===== Material shown =====
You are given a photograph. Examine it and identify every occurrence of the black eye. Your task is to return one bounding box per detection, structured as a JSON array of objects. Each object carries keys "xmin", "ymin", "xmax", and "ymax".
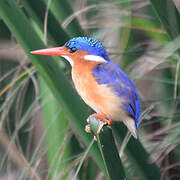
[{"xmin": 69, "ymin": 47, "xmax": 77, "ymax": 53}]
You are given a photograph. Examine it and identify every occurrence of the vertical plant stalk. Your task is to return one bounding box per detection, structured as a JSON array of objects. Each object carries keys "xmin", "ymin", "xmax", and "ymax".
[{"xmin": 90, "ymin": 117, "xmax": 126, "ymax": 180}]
=====
===== Material shown =====
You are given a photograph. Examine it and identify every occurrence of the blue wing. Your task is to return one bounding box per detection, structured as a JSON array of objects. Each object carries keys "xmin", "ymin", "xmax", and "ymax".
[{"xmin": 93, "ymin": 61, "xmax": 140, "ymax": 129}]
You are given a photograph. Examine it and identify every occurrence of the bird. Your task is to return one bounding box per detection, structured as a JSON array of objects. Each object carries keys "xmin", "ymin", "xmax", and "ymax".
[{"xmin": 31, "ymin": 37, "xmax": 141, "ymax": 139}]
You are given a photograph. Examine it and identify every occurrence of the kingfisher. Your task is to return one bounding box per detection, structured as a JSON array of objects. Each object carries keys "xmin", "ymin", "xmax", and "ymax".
=====
Given exercise – Retype the records above without alteration, from the line that contains "of the blue" up to and including the line that contains "of the kingfisher.".

Task response –
You are given a photograph. Examine it and identify every occurrence of the blue wing. Your task is to return one bounding box per detection, structured as a JSON array of objects. Each object carries keys "xmin", "ymin", "xmax", and "ymax".
[{"xmin": 93, "ymin": 61, "xmax": 140, "ymax": 129}]
You are given a photograph. Examine it and identify every occurrence of the bird. Your task is to return one bounding box per detection, structured as a JSON array of objects. Each object carries keys "xmin", "ymin", "xmax", and "ymax".
[{"xmin": 31, "ymin": 37, "xmax": 141, "ymax": 139}]
You are given a photograph. Examine it and identify every occurrence of the kingfisher. Your task is to return one bounding box per detection, structured as a JSON array of objects. Each object carries keys "xmin", "ymin", "xmax", and "ymax".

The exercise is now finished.